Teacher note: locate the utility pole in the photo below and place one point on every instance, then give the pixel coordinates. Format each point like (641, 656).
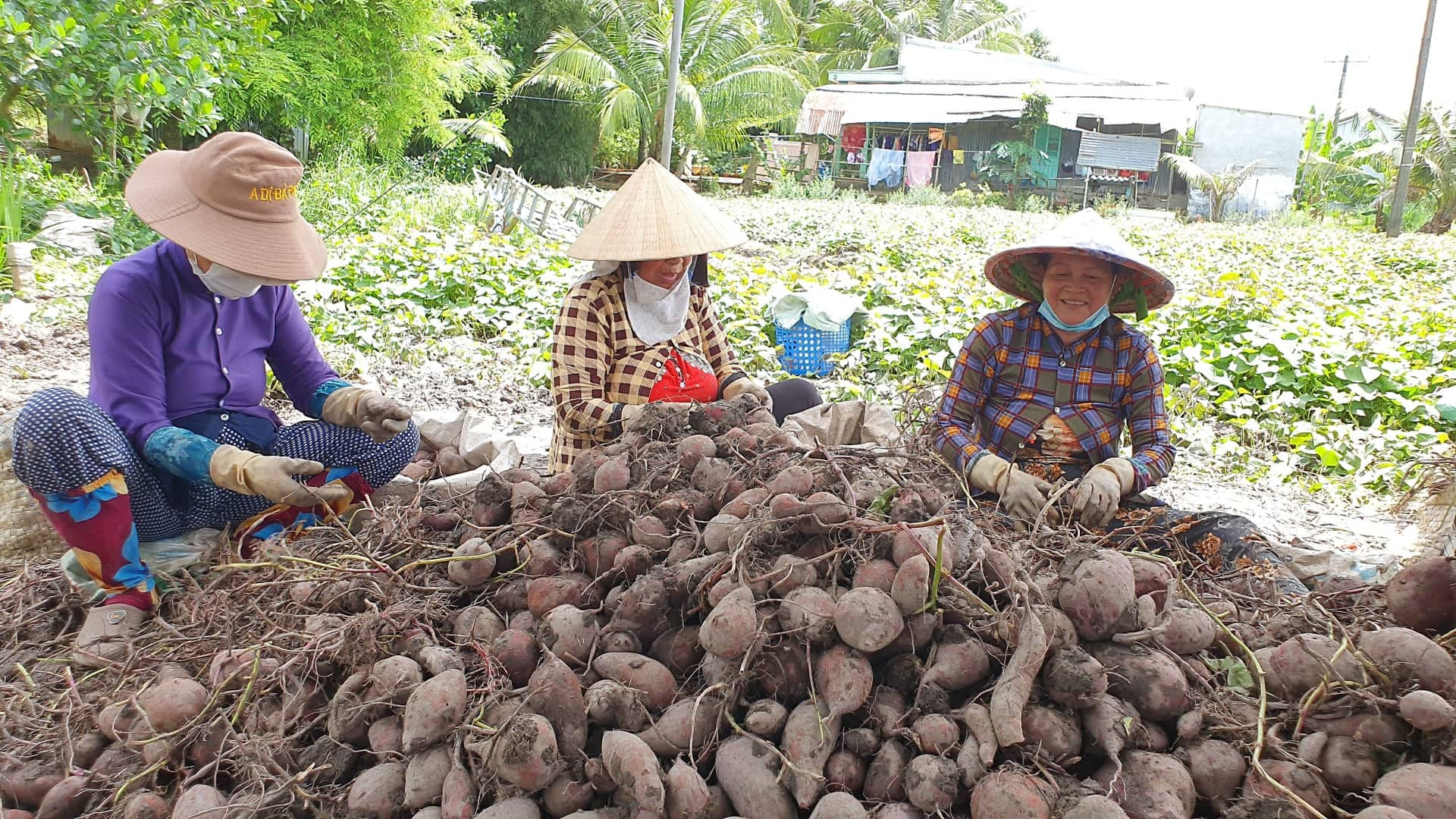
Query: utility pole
(1340, 96)
(1402, 178)
(674, 53)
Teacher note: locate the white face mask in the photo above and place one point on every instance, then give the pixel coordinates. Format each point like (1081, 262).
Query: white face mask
(224, 280)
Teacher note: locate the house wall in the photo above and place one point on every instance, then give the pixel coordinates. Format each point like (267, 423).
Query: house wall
(1237, 137)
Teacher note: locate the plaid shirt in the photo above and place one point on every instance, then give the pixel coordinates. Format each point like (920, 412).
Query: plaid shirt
(1014, 373)
(598, 363)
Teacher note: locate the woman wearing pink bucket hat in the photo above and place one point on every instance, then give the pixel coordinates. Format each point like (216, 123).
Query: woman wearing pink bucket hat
(1041, 394)
(174, 435)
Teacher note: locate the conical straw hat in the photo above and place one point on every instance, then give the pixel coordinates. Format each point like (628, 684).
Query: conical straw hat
(655, 216)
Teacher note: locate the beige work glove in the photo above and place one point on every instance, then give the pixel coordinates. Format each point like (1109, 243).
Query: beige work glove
(1101, 491)
(1021, 494)
(362, 409)
(752, 388)
(271, 477)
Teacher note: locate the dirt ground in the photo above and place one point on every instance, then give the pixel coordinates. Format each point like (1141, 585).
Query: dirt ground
(1321, 537)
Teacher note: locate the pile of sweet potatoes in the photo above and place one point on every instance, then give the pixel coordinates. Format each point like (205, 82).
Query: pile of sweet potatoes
(707, 620)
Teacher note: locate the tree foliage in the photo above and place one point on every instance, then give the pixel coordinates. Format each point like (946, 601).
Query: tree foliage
(733, 74)
(555, 140)
(115, 69)
(369, 74)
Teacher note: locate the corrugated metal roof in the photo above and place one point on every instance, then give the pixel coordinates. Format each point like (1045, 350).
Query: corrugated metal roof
(948, 83)
(1120, 152)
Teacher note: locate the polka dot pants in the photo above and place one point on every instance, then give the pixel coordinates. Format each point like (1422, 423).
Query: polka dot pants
(64, 442)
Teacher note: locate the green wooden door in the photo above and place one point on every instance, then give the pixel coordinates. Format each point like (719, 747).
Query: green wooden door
(1049, 142)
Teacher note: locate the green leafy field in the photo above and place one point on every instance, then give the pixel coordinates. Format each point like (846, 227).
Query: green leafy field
(1307, 353)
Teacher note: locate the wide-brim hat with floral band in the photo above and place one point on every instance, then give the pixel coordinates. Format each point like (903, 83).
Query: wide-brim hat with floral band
(1018, 270)
(655, 216)
(232, 200)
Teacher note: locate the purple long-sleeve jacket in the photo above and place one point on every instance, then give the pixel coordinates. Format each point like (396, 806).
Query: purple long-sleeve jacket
(165, 347)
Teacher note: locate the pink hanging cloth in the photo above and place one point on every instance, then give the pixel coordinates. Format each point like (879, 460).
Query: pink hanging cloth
(919, 168)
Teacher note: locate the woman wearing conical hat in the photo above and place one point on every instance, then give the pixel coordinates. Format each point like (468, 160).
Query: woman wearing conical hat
(1043, 392)
(642, 328)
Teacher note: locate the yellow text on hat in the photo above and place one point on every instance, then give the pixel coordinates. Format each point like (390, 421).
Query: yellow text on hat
(273, 194)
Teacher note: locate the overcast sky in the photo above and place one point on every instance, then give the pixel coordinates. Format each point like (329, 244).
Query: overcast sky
(1260, 55)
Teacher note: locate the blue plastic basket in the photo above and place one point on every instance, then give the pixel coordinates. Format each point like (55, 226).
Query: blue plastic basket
(807, 350)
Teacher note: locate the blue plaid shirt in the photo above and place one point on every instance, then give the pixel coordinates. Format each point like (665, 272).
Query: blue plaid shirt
(1014, 373)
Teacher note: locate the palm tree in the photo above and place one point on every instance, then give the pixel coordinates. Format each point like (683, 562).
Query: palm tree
(734, 74)
(1219, 187)
(867, 34)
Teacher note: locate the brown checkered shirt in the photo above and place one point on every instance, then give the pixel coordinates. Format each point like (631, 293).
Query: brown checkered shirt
(599, 365)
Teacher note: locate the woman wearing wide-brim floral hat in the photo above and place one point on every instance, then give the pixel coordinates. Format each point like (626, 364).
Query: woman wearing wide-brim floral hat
(641, 327)
(174, 435)
(1044, 392)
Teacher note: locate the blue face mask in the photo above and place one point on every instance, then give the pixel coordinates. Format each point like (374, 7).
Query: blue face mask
(1091, 324)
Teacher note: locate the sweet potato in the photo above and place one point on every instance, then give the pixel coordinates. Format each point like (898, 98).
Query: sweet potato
(1411, 659)
(1423, 595)
(557, 695)
(1053, 733)
(66, 800)
(425, 777)
(525, 752)
(839, 806)
(615, 706)
(376, 793)
(677, 649)
(435, 710)
(808, 739)
(935, 733)
(472, 563)
(1427, 711)
(386, 736)
(1074, 678)
(142, 805)
(932, 783)
(644, 673)
(172, 704)
(1098, 589)
(1305, 661)
(808, 614)
(877, 575)
(686, 726)
(1216, 768)
(845, 773)
(459, 793)
(1006, 795)
(635, 770)
(766, 719)
(867, 618)
(731, 627)
(514, 808)
(748, 774)
(912, 585)
(1149, 679)
(1426, 790)
(960, 661)
(1298, 779)
(843, 679)
(886, 780)
(570, 632)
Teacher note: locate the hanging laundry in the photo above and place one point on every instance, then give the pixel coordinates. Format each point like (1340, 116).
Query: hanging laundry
(887, 167)
(919, 168)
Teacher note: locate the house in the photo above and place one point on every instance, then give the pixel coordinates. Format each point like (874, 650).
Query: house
(959, 102)
(1229, 139)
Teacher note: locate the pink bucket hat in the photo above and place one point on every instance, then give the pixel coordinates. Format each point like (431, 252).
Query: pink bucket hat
(234, 200)
(1018, 270)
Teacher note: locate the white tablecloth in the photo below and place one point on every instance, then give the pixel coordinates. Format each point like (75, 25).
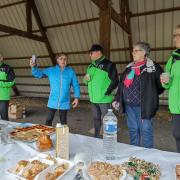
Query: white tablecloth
(10, 154)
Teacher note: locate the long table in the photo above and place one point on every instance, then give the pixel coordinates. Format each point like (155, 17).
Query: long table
(11, 153)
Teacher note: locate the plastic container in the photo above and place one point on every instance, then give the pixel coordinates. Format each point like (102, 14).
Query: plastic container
(109, 135)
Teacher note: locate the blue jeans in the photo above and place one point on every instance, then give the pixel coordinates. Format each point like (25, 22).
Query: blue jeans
(140, 130)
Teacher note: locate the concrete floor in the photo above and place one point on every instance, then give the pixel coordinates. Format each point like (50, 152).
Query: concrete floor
(80, 122)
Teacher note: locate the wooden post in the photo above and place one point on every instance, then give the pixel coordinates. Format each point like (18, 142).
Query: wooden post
(105, 29)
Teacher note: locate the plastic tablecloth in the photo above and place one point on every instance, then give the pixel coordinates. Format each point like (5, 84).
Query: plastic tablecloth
(11, 153)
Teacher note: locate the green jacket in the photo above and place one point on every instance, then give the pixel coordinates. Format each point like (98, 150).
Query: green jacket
(103, 80)
(173, 67)
(7, 80)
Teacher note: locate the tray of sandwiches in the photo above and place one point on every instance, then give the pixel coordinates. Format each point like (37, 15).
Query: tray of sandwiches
(41, 167)
(30, 133)
(99, 170)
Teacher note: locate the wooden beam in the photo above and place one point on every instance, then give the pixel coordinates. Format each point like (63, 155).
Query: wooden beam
(127, 15)
(60, 25)
(18, 32)
(105, 29)
(43, 32)
(122, 8)
(119, 20)
(102, 4)
(155, 11)
(70, 23)
(29, 16)
(16, 91)
(11, 4)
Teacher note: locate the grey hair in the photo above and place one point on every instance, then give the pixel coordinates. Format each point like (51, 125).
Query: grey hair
(145, 47)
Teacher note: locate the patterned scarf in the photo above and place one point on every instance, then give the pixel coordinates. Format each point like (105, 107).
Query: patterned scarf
(135, 70)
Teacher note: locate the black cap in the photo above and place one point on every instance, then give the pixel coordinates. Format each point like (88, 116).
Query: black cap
(96, 47)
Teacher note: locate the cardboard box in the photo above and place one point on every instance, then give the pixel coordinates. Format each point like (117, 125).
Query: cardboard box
(15, 111)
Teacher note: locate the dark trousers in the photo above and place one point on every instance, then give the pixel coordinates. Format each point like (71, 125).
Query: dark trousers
(51, 113)
(140, 130)
(176, 130)
(4, 109)
(99, 111)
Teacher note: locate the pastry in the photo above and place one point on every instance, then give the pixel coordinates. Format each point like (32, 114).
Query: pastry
(44, 142)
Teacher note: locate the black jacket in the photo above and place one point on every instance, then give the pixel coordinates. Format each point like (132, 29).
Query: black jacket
(150, 87)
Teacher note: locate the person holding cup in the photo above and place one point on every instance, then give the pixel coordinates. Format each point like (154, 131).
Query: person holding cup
(101, 79)
(61, 78)
(171, 81)
(138, 95)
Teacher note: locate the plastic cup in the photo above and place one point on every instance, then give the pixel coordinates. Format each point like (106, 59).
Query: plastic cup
(166, 77)
(87, 77)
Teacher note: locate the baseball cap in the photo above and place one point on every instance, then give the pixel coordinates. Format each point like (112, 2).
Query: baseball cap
(96, 47)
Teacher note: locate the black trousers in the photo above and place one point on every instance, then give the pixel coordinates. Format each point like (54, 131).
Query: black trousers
(176, 130)
(99, 110)
(51, 113)
(4, 104)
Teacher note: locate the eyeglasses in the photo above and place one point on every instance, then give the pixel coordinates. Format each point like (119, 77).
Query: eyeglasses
(176, 36)
(136, 50)
(92, 52)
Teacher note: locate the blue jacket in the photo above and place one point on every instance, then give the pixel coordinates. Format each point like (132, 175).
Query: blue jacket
(60, 85)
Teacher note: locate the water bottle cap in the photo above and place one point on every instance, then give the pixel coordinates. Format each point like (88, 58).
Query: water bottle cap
(58, 125)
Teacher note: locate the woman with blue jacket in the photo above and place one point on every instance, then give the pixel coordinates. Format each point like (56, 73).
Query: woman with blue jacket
(61, 78)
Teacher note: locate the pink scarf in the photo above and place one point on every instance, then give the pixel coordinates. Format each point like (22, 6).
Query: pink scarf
(135, 70)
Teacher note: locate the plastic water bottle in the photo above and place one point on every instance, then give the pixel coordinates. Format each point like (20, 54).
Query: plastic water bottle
(109, 135)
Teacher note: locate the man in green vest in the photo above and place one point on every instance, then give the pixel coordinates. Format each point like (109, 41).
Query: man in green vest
(102, 79)
(7, 80)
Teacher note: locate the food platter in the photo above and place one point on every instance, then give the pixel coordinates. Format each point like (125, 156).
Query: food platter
(41, 167)
(137, 168)
(30, 133)
(102, 170)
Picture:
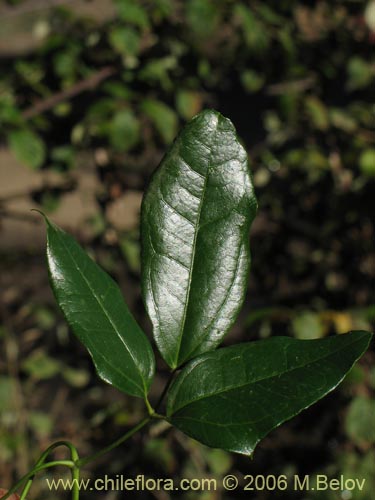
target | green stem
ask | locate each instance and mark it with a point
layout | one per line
(75, 478)
(83, 461)
(165, 390)
(42, 459)
(35, 470)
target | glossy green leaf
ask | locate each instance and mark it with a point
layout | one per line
(94, 308)
(196, 217)
(233, 397)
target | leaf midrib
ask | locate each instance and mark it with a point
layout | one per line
(114, 326)
(227, 389)
(193, 254)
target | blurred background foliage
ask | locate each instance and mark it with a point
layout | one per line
(91, 94)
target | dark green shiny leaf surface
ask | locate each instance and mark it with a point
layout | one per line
(196, 217)
(233, 397)
(94, 308)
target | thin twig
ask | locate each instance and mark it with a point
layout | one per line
(50, 102)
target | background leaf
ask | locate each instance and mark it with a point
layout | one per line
(94, 308)
(196, 217)
(28, 147)
(233, 397)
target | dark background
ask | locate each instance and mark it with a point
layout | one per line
(91, 95)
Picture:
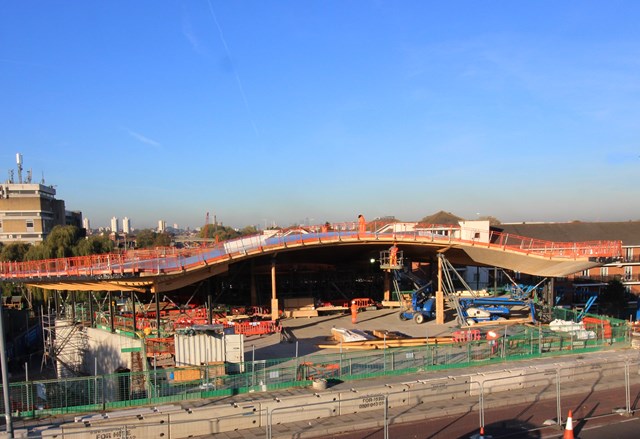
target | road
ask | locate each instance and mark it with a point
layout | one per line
(592, 418)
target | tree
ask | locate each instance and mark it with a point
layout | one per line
(94, 245)
(14, 251)
(493, 221)
(61, 241)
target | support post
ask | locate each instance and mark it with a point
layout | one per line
(209, 302)
(133, 311)
(112, 309)
(5, 377)
(91, 316)
(254, 290)
(274, 298)
(158, 314)
(387, 285)
(73, 306)
(439, 296)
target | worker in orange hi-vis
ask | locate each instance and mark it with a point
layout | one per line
(354, 312)
(492, 336)
(362, 224)
(393, 255)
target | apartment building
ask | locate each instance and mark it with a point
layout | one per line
(626, 270)
(29, 211)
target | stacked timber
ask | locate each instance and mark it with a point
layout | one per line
(396, 340)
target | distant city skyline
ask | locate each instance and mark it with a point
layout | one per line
(282, 112)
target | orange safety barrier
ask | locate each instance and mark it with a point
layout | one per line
(592, 323)
(170, 260)
(256, 328)
(463, 336)
(363, 302)
(157, 346)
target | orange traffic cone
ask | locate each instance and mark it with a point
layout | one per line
(568, 430)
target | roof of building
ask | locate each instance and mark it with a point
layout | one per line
(628, 232)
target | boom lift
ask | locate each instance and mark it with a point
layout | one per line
(422, 306)
(473, 309)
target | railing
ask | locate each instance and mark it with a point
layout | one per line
(87, 394)
(171, 260)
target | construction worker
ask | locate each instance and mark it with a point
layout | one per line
(362, 224)
(354, 312)
(492, 336)
(393, 255)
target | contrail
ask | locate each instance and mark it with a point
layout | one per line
(235, 72)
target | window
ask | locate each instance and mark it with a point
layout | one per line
(628, 254)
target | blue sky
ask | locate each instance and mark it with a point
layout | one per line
(281, 111)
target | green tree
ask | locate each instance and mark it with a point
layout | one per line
(15, 251)
(61, 241)
(94, 245)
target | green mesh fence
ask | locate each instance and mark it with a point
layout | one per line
(86, 394)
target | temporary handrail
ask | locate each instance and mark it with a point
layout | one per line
(172, 260)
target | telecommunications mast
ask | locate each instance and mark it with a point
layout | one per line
(19, 162)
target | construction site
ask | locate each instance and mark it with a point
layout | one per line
(293, 309)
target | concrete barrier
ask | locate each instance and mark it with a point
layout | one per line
(300, 408)
(373, 398)
(153, 426)
(439, 390)
(214, 419)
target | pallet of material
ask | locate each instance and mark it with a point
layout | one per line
(505, 322)
(389, 335)
(332, 309)
(349, 335)
(295, 313)
(382, 344)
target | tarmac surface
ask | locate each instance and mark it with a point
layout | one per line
(312, 331)
(309, 332)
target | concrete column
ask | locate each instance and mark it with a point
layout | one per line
(133, 310)
(158, 314)
(112, 309)
(274, 298)
(91, 316)
(73, 306)
(439, 296)
(254, 291)
(387, 286)
(209, 302)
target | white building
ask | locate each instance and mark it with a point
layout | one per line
(114, 224)
(126, 225)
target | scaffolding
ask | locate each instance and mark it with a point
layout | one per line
(65, 343)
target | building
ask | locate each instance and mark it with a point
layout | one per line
(29, 211)
(626, 270)
(114, 224)
(86, 224)
(126, 225)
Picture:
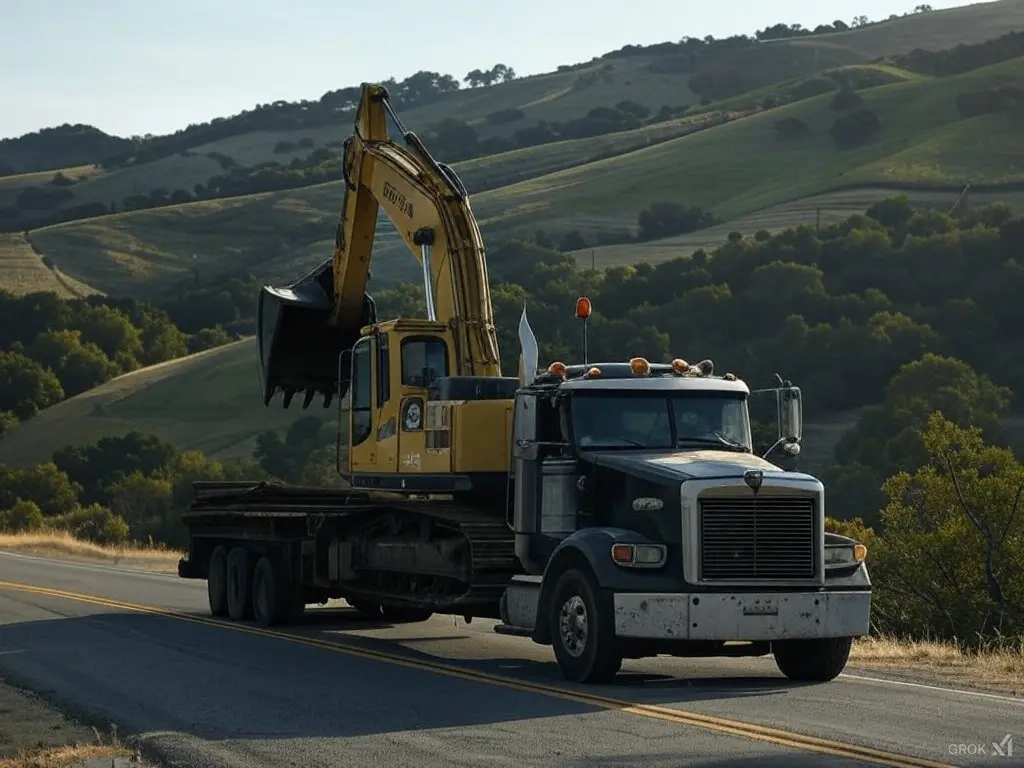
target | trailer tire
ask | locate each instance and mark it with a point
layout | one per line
(583, 631)
(216, 583)
(239, 585)
(403, 614)
(815, 660)
(272, 599)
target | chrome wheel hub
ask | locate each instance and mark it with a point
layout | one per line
(572, 626)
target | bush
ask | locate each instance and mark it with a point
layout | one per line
(23, 517)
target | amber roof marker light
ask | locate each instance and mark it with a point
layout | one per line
(583, 312)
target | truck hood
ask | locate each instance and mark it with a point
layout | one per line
(689, 465)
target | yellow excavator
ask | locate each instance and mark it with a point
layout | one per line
(609, 510)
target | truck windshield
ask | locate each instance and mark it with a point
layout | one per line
(658, 421)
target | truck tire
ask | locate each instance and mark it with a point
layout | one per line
(272, 599)
(812, 660)
(583, 629)
(239, 585)
(216, 583)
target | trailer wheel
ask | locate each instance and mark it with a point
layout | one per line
(272, 601)
(812, 660)
(239, 585)
(216, 583)
(583, 630)
(392, 613)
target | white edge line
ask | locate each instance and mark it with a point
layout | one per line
(943, 689)
(861, 678)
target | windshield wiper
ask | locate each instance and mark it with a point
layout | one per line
(718, 439)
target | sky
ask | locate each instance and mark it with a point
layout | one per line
(137, 67)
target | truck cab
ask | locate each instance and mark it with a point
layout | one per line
(646, 524)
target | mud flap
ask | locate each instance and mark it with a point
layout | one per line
(299, 349)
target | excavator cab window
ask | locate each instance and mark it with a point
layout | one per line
(423, 359)
(361, 390)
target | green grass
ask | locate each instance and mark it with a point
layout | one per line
(553, 96)
(733, 170)
(208, 401)
(935, 31)
(283, 233)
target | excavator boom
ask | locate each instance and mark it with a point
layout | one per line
(306, 329)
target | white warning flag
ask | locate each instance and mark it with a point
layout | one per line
(529, 356)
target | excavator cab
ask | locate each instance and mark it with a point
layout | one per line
(300, 349)
(414, 427)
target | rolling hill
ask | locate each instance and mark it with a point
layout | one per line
(208, 401)
(733, 169)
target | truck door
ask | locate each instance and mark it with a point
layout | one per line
(525, 466)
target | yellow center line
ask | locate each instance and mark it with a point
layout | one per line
(707, 722)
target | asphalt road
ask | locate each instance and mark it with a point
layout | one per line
(336, 690)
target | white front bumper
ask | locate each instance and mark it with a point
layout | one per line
(745, 615)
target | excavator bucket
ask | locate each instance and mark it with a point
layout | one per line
(299, 349)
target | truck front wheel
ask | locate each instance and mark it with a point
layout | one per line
(272, 598)
(583, 629)
(216, 583)
(815, 660)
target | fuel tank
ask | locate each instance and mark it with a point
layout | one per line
(300, 351)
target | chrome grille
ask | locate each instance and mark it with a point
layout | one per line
(760, 538)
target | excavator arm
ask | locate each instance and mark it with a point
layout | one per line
(307, 329)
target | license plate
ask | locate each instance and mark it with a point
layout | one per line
(761, 607)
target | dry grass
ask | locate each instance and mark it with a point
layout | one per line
(61, 545)
(71, 756)
(23, 271)
(1000, 670)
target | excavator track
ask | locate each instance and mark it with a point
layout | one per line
(264, 510)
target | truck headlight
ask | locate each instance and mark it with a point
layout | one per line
(844, 555)
(639, 555)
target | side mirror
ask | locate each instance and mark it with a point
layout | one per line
(791, 415)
========================================================================
=== Work required ===
Everything in the material above from the line that has "Query: woman wearing wide-brim floral hat" through the line that has "Teacher note: locate the sweet" must be duplicated exactly, with no other lines given.

=== Task response ===
Query: woman wearing wide-brim floral hat
(641, 327)
(174, 435)
(1044, 392)
Teacher note: locate the blue face mask in the photo above and place one point on every instance, then give the pixel coordinates. Format each point like (374, 7).
Query: blue face mask
(1091, 324)
Teacher note: locate the sweet potato in the photo above and place one point on every instance, then give the pixel coordinates. Format each point like (898, 98).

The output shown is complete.